(Collected data entries)
□ □ □ □ □

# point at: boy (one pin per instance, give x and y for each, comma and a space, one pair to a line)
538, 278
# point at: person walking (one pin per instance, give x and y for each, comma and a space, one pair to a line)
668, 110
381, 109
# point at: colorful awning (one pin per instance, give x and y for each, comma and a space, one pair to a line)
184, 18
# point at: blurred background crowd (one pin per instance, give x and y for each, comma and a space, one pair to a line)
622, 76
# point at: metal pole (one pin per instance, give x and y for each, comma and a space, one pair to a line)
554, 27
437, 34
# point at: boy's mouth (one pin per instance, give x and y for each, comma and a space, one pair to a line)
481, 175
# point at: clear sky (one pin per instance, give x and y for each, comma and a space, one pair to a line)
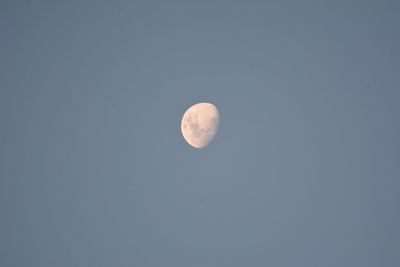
305, 168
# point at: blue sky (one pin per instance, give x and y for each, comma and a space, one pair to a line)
304, 170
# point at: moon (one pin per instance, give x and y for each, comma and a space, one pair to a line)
200, 124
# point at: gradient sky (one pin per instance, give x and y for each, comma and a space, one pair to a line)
304, 171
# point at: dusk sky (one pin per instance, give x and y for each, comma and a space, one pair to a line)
305, 167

□ □ □ □ □

> _TASK PROMPT_
Write out all the items above again, substituting "locate" for every "point at" and changing nothing else. Omit the pictures from your answer.

> _EXPECTED ANSWER_
# locate: boy (one pin per instance, give x and y for each, comma and a space, one pair to a line)
538, 278
# locate: person walking (one pin per instance, give x and y for each, comma and a space, one pair to a line)
668, 110
381, 109
# locate: colorful awning (one pin per instance, give x and y for each, comma and a space, one pair to a line)
184, 18
# locate: blurred background crowd (one pin per instance, give x and y for each, comma and a space, one pair to a line)
622, 76
# locate: metal pole (one pin per instance, give x and y for each, comma and a space, one pair to a line)
554, 27
437, 34
# locate: boy's mouth (one pin per instance, give x and y for each, comma and a space, one pair to a line)
481, 175
# locate: clear sky (one pin per instance, give x and y for each, comma and a space, one pair to a line)
305, 168
# locate: blue sky (one pin per instance, give x and y for each, comma and a space, one pair to a line)
304, 170
# locate: moon (one pin per instance, give x and y for each, comma and a space, one pair to a line)
200, 124
# locate: gradient sky (one pin per instance, give x and y for each, comma and a space, one pair to a line)
304, 171
# locate: dusk sky (one pin per instance, give x and y for each, comma and a space, one pair to a line)
305, 167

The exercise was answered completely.